Stored data entries
= = = = = = =

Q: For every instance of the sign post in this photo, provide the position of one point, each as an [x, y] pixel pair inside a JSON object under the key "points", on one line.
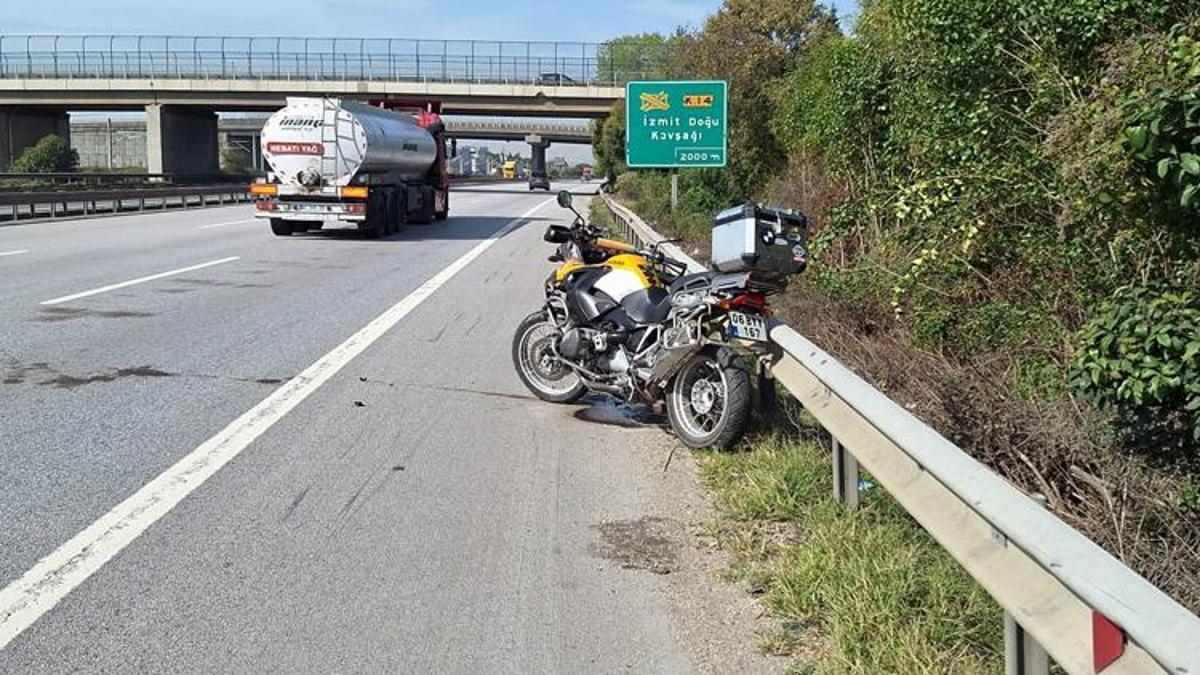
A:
{"points": [[676, 124]]}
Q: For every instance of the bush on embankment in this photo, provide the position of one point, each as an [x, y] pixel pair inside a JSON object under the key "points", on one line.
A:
{"points": [[1006, 201]]}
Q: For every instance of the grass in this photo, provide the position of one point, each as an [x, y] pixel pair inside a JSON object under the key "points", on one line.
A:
{"points": [[862, 591]]}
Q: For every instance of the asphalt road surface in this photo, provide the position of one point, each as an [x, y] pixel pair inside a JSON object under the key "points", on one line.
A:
{"points": [[229, 452]]}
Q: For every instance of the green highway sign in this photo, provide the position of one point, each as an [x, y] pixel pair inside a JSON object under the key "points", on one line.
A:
{"points": [[676, 124]]}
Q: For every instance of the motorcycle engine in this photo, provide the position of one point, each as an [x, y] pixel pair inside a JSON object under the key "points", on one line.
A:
{"points": [[576, 344], [586, 345]]}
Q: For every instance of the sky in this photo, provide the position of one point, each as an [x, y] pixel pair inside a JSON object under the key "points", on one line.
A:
{"points": [[432, 19], [436, 19]]}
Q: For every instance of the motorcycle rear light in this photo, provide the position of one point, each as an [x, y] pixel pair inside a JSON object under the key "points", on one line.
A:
{"points": [[749, 300]]}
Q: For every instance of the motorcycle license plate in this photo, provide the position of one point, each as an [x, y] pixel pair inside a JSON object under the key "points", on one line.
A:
{"points": [[748, 327]]}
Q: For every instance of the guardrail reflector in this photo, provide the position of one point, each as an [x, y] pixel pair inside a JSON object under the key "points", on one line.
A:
{"points": [[1108, 641]]}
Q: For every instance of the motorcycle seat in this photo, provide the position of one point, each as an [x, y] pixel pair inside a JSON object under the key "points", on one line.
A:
{"points": [[651, 306], [699, 279]]}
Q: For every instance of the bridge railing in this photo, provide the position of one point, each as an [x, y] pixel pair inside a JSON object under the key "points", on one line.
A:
{"points": [[1065, 597], [327, 59]]}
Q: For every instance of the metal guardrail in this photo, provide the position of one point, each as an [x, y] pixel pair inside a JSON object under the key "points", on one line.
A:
{"points": [[1061, 591], [111, 179], [19, 207], [309, 58]]}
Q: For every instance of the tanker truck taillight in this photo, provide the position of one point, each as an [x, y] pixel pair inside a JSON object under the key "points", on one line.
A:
{"points": [[353, 192]]}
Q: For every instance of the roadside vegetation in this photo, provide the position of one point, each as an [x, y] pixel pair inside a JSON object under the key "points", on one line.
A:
{"points": [[1006, 208], [853, 591]]}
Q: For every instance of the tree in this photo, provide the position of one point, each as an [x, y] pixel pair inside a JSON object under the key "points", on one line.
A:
{"points": [[51, 154], [754, 43], [609, 142], [649, 55]]}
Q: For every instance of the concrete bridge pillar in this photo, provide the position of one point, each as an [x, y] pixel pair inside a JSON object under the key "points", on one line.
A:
{"points": [[181, 139], [22, 126], [537, 154]]}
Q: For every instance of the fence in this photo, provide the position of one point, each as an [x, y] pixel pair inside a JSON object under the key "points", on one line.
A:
{"points": [[333, 59], [1065, 596]]}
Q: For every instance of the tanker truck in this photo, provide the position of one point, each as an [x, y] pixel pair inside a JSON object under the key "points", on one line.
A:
{"points": [[336, 161]]}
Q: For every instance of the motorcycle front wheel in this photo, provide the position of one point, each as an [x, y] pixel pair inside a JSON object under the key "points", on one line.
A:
{"points": [[708, 401], [539, 369]]}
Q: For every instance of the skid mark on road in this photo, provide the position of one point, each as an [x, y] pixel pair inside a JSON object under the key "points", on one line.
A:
{"points": [[64, 381], [645, 544], [606, 410], [53, 315], [18, 374]]}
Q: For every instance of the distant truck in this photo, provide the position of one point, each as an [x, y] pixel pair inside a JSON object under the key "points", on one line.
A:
{"points": [[336, 161]]}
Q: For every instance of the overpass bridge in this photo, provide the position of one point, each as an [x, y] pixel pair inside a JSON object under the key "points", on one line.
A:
{"points": [[120, 144], [183, 82]]}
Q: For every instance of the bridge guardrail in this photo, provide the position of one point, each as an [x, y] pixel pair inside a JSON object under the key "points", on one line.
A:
{"points": [[109, 179], [339, 59], [23, 205], [1061, 591]]}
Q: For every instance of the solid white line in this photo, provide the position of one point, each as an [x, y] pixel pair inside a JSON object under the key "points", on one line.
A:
{"points": [[225, 223], [24, 601], [136, 281]]}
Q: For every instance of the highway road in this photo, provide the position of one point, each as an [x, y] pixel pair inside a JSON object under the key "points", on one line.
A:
{"points": [[229, 452]]}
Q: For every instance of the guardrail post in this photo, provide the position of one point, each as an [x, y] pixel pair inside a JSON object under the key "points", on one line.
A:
{"points": [[1023, 653], [845, 475]]}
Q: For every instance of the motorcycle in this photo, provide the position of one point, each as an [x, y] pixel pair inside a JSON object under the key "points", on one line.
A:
{"points": [[635, 324]]}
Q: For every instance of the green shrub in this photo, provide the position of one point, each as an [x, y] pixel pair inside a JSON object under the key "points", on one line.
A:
{"points": [[52, 154], [1140, 356]]}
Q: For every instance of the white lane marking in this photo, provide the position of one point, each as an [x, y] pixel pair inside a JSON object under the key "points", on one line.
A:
{"points": [[139, 280], [24, 601], [226, 223]]}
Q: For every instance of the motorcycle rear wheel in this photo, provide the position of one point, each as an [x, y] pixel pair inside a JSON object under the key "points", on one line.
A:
{"points": [[537, 366], [708, 401]]}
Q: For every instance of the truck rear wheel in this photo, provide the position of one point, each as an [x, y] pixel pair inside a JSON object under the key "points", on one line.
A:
{"points": [[427, 211], [444, 198], [376, 220], [396, 213], [281, 227]]}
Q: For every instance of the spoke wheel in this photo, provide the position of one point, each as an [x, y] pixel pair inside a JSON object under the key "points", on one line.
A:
{"points": [[709, 402], [533, 356]]}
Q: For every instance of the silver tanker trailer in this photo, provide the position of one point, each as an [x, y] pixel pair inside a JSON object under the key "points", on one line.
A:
{"points": [[337, 161]]}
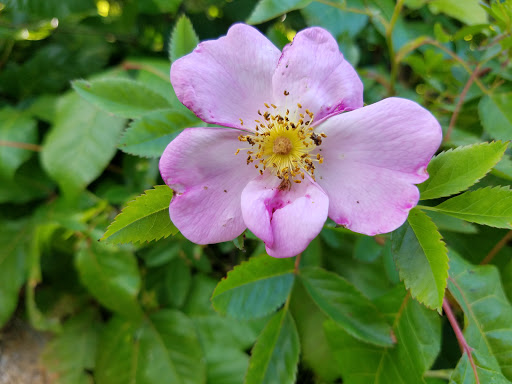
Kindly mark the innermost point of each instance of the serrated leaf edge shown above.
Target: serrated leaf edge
(447, 263)
(146, 193)
(244, 317)
(458, 149)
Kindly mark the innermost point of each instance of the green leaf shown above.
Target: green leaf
(183, 39)
(170, 282)
(275, 355)
(336, 21)
(456, 170)
(421, 257)
(144, 219)
(15, 127)
(487, 206)
(227, 367)
(451, 224)
(40, 238)
(504, 168)
(73, 351)
(347, 306)
(468, 11)
(367, 249)
(30, 182)
(495, 111)
(111, 276)
(15, 240)
(255, 288)
(488, 314)
(121, 97)
(80, 144)
(268, 9)
(315, 351)
(51, 8)
(149, 135)
(164, 347)
(485, 367)
(418, 341)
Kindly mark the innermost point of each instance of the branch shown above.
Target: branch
(458, 107)
(465, 348)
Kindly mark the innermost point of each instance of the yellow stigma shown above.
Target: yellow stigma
(284, 144)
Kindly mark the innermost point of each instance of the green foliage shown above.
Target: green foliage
(72, 352)
(51, 8)
(165, 344)
(345, 305)
(421, 257)
(418, 340)
(488, 315)
(488, 206)
(80, 145)
(183, 39)
(144, 219)
(111, 276)
(121, 97)
(86, 109)
(268, 9)
(15, 240)
(469, 12)
(456, 170)
(149, 135)
(254, 288)
(496, 113)
(275, 355)
(16, 127)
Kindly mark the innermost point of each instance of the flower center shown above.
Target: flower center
(284, 142)
(282, 145)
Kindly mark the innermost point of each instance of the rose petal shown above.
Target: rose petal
(200, 165)
(225, 80)
(314, 73)
(373, 156)
(286, 220)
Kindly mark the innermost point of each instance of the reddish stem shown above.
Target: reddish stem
(464, 347)
(458, 107)
(297, 263)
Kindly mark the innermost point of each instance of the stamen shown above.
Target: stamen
(284, 145)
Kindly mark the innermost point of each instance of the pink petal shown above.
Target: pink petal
(225, 80)
(200, 165)
(286, 220)
(373, 156)
(314, 72)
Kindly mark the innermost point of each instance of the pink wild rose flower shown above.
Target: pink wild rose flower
(299, 145)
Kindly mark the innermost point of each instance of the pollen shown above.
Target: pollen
(285, 144)
(282, 145)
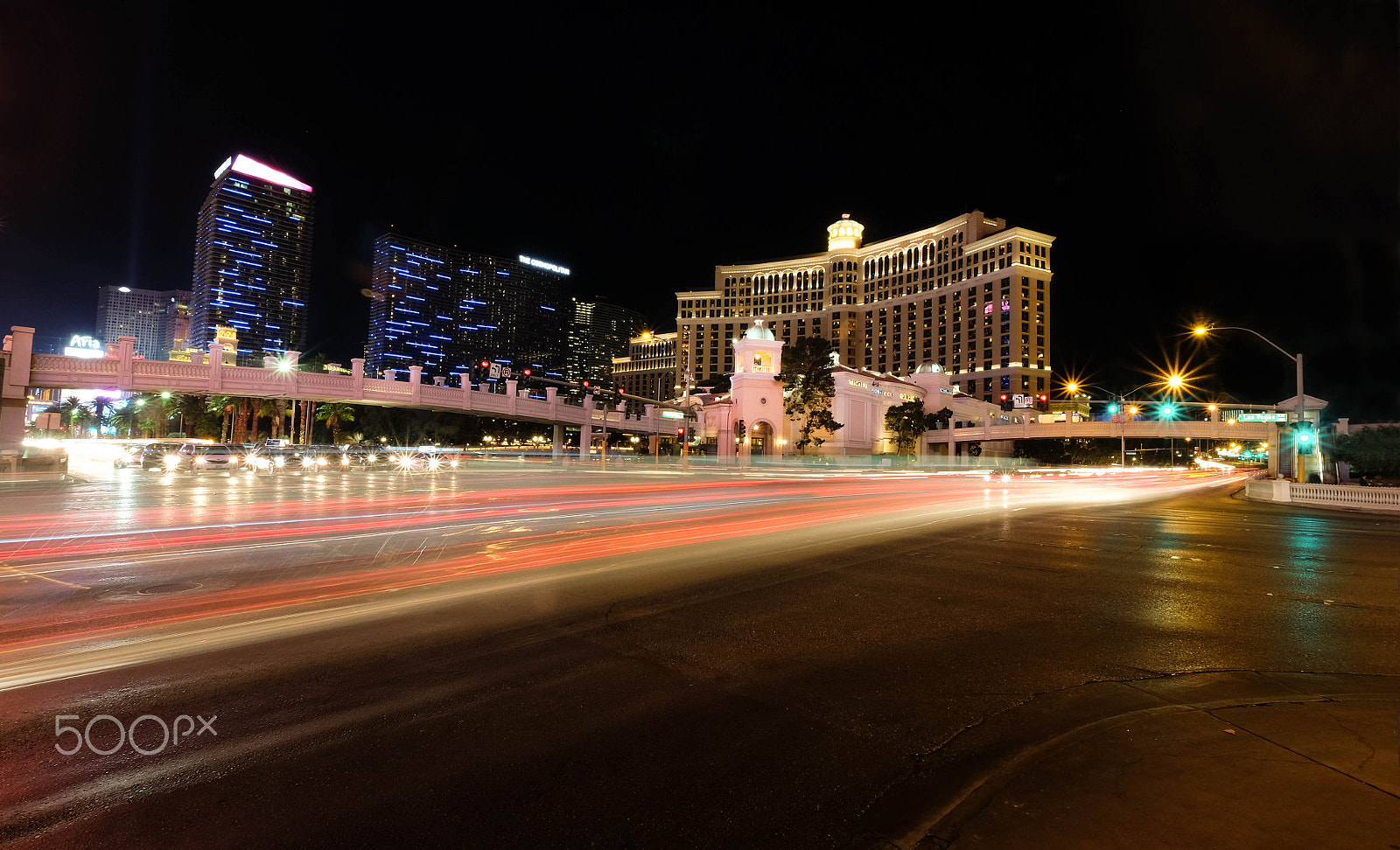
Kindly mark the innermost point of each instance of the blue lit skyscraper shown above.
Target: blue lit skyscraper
(444, 310)
(252, 259)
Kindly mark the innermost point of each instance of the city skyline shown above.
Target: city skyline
(1183, 178)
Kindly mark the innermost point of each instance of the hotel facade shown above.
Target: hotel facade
(970, 294)
(252, 261)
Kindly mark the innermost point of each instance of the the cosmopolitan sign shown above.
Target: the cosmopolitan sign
(543, 264)
(84, 345)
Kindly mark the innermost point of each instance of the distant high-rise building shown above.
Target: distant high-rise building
(650, 366)
(154, 317)
(252, 261)
(599, 333)
(444, 310)
(970, 294)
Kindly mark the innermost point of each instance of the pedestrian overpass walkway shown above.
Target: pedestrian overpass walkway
(23, 369)
(1134, 429)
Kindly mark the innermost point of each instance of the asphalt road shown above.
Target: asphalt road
(581, 660)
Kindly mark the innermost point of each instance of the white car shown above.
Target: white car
(202, 457)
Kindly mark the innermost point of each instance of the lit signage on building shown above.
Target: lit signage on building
(543, 264)
(84, 345)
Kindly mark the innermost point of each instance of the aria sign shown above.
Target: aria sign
(84, 345)
(543, 264)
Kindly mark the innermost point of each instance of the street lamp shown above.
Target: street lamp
(1201, 331)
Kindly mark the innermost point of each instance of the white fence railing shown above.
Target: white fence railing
(1325, 495)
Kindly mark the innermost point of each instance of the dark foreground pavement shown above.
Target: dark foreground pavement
(1213, 759)
(1183, 672)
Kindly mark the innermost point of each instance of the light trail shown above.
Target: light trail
(440, 541)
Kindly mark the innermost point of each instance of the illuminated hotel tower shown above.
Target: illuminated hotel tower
(252, 259)
(970, 294)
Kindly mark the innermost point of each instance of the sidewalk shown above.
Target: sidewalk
(1200, 761)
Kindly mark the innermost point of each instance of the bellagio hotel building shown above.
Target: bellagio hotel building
(968, 294)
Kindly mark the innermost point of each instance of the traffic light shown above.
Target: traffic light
(1306, 439)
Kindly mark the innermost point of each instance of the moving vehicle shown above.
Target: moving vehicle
(128, 456)
(200, 457)
(160, 456)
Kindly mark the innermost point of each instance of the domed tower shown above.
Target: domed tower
(844, 275)
(755, 394)
(844, 235)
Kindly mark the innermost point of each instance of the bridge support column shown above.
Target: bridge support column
(14, 397)
(216, 369)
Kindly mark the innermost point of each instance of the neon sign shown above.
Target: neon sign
(543, 264)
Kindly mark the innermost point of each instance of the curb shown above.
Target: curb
(926, 807)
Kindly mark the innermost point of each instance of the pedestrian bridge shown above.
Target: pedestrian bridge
(130, 373)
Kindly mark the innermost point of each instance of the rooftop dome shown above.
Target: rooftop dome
(758, 331)
(846, 233)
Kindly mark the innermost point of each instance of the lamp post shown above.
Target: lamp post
(1201, 331)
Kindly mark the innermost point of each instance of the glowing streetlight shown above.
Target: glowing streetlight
(1201, 331)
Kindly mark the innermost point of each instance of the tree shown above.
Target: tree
(808, 389)
(223, 406)
(1369, 450)
(909, 422)
(335, 415)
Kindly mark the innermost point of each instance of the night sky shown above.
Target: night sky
(1231, 161)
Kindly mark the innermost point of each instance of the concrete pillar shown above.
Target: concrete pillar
(14, 394)
(357, 376)
(216, 369)
(125, 354)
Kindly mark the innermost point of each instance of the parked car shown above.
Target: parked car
(205, 457)
(160, 456)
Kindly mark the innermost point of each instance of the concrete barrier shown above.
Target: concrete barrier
(1325, 495)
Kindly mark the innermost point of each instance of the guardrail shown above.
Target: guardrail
(1325, 495)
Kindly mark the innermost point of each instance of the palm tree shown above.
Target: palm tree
(74, 411)
(333, 415)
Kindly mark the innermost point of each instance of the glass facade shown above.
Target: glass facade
(154, 317)
(252, 261)
(445, 310)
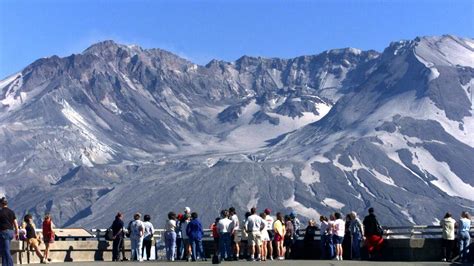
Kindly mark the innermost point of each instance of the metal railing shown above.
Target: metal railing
(390, 232)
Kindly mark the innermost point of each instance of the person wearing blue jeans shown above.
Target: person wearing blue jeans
(8, 224)
(225, 228)
(357, 230)
(170, 236)
(464, 237)
(195, 233)
(224, 245)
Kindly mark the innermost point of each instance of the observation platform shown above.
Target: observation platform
(403, 245)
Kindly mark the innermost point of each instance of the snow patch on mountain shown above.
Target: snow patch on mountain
(94, 150)
(447, 50)
(333, 203)
(286, 171)
(447, 181)
(308, 212)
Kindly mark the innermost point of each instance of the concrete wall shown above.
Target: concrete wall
(92, 250)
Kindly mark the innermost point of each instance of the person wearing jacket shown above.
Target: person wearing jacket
(356, 229)
(279, 229)
(447, 227)
(195, 233)
(464, 226)
(373, 234)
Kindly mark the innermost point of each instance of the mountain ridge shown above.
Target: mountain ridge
(87, 128)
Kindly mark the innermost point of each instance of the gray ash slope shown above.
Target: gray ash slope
(124, 128)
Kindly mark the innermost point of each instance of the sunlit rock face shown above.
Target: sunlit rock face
(121, 128)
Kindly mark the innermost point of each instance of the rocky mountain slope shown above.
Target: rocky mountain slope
(124, 128)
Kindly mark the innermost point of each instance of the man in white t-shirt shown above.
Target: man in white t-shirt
(234, 238)
(225, 228)
(269, 220)
(339, 227)
(254, 225)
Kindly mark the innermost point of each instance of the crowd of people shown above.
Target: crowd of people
(9, 230)
(261, 236)
(258, 237)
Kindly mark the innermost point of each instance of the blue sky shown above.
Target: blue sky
(203, 30)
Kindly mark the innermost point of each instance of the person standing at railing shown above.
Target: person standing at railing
(48, 235)
(373, 234)
(245, 238)
(195, 234)
(179, 238)
(136, 230)
(448, 229)
(339, 226)
(234, 238)
(308, 240)
(326, 238)
(331, 244)
(289, 234)
(32, 238)
(464, 226)
(186, 244)
(215, 235)
(118, 238)
(8, 231)
(356, 229)
(225, 228)
(254, 225)
(170, 236)
(149, 230)
(265, 238)
(269, 224)
(279, 229)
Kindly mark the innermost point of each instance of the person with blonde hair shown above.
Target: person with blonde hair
(32, 238)
(8, 230)
(448, 229)
(279, 229)
(137, 230)
(48, 235)
(464, 226)
(356, 229)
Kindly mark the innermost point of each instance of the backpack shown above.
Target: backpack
(216, 259)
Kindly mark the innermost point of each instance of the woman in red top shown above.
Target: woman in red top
(48, 235)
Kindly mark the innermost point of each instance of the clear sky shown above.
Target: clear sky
(222, 29)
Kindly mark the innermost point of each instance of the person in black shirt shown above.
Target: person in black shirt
(118, 238)
(309, 242)
(373, 234)
(8, 229)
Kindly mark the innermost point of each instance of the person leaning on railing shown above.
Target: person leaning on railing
(464, 238)
(32, 238)
(118, 238)
(8, 231)
(373, 234)
(447, 227)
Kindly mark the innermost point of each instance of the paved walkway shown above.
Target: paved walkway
(276, 263)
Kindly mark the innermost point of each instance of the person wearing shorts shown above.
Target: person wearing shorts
(279, 229)
(265, 238)
(338, 234)
(271, 235)
(254, 224)
(48, 235)
(234, 237)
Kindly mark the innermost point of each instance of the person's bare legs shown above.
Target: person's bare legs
(264, 250)
(46, 251)
(37, 251)
(270, 249)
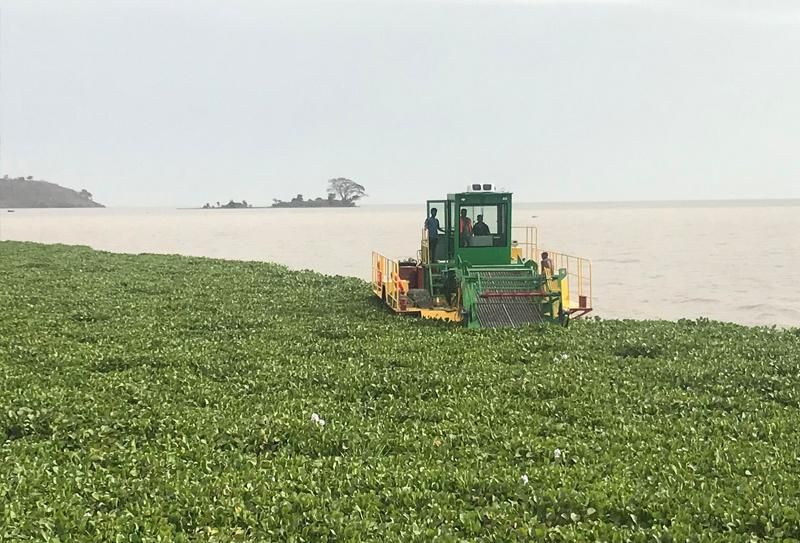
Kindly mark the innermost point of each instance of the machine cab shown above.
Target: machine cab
(476, 227)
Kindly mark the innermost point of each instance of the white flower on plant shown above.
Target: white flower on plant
(317, 419)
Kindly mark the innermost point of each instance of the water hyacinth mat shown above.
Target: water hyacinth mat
(166, 398)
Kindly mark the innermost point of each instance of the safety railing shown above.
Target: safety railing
(579, 270)
(386, 282)
(579, 278)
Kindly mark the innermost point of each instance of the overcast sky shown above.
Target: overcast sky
(145, 102)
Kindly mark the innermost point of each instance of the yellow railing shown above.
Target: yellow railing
(386, 282)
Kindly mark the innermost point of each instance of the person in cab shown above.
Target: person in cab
(464, 228)
(481, 228)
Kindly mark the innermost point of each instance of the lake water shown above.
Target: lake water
(731, 262)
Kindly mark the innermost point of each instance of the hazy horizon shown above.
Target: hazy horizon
(581, 101)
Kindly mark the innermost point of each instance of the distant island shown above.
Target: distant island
(342, 192)
(230, 205)
(27, 192)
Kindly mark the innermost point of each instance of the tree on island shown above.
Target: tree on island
(346, 189)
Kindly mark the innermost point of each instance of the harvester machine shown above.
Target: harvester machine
(473, 267)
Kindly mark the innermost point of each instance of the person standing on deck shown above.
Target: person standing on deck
(464, 228)
(433, 228)
(547, 264)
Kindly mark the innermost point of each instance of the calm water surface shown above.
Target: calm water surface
(730, 263)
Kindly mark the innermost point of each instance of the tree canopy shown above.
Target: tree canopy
(346, 189)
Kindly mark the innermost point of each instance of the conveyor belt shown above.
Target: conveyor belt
(511, 303)
(507, 311)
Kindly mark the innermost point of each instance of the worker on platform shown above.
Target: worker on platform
(433, 228)
(547, 265)
(481, 228)
(464, 228)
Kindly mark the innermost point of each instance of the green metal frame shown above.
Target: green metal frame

= = = = = = =

* **Instructions to follow**: Exactly the lines above from the one with "Kindly mark the innermost point of each instance of the safety" to the one with "canopy shown above.", both included, are to be quoted; leave the rest out.

* **Solved exercise**:
Kindly mark the innermost point of each instance of the safety railing shown above.
Target: safety railing
(579, 270)
(386, 282)
(579, 278)
Kindly mark the innermost point of each instance of the overcast sky shown above.
Target: overcast sky
(145, 102)
Kindly mark the innermost point of each instance of the yellow railing shown above.
Target: yellow railing
(386, 282)
Kindly mark the innermost point of each instance of the person in cab shown above.
Target: person in cab
(464, 228)
(481, 228)
Kindly mark the innermost point of each instance of the lake water shown above.
Target: lake water
(731, 262)
Kindly mark the innermost point of each instance of the hazy horizon shown above.
Target: hazy horizon
(581, 101)
Kindly mark the innermost point of each instance of the distant island shown above.
Target: distant island
(342, 192)
(230, 205)
(27, 192)
Kindly mark the innermost point of each instance of the tree on island shown above.
Target: tree on island
(346, 189)
Kindly mark the innermost point of each instance of the harvester machine shown above.
Target: harvester machine
(473, 267)
Kindly mark the innermost point of each instance of the person standing on deck shown above.
Target: person standing on deck
(464, 228)
(433, 228)
(547, 264)
Kindly mark the innermost point of each instance of the calm water surface shown above.
Target: calm water surface
(730, 263)
Kindly mark the innermost point of each instance of the tree canopy shown above.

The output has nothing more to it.